*WRITTEN TASK:* Copy every line of the records below word for word, with nothing changed.
• • • • •
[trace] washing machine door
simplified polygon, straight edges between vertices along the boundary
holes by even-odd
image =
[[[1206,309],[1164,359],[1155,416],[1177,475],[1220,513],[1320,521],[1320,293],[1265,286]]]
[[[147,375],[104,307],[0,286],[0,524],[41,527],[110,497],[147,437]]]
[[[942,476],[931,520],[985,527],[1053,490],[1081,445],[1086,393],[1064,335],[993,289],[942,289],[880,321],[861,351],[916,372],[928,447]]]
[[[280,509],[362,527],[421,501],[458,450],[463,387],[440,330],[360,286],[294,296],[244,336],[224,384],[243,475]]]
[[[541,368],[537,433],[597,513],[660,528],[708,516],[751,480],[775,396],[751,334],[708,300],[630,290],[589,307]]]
• • • • •
*EXERCISE OUTPUT:*
[trace] washing machine door
simplified polygon, straight edges between vertices along the boundary
holes by even-odd
image =
[[[1206,309],[1164,359],[1155,416],[1177,475],[1220,513],[1320,521],[1320,293],[1265,286]]]
[[[147,375],[104,307],[0,286],[0,524],[41,527],[110,497],[147,437]]]
[[[942,476],[931,520],[985,527],[1053,490],[1081,445],[1086,393],[1064,335],[993,289],[942,289],[880,321],[861,351],[916,372],[928,447]]]
[[[280,509],[362,527],[421,501],[458,450],[463,387],[440,330],[360,286],[294,296],[244,336],[224,384],[243,475]]]
[[[541,368],[537,433],[597,513],[660,528],[708,516],[751,480],[775,396],[751,334],[708,300],[630,290],[589,307]]]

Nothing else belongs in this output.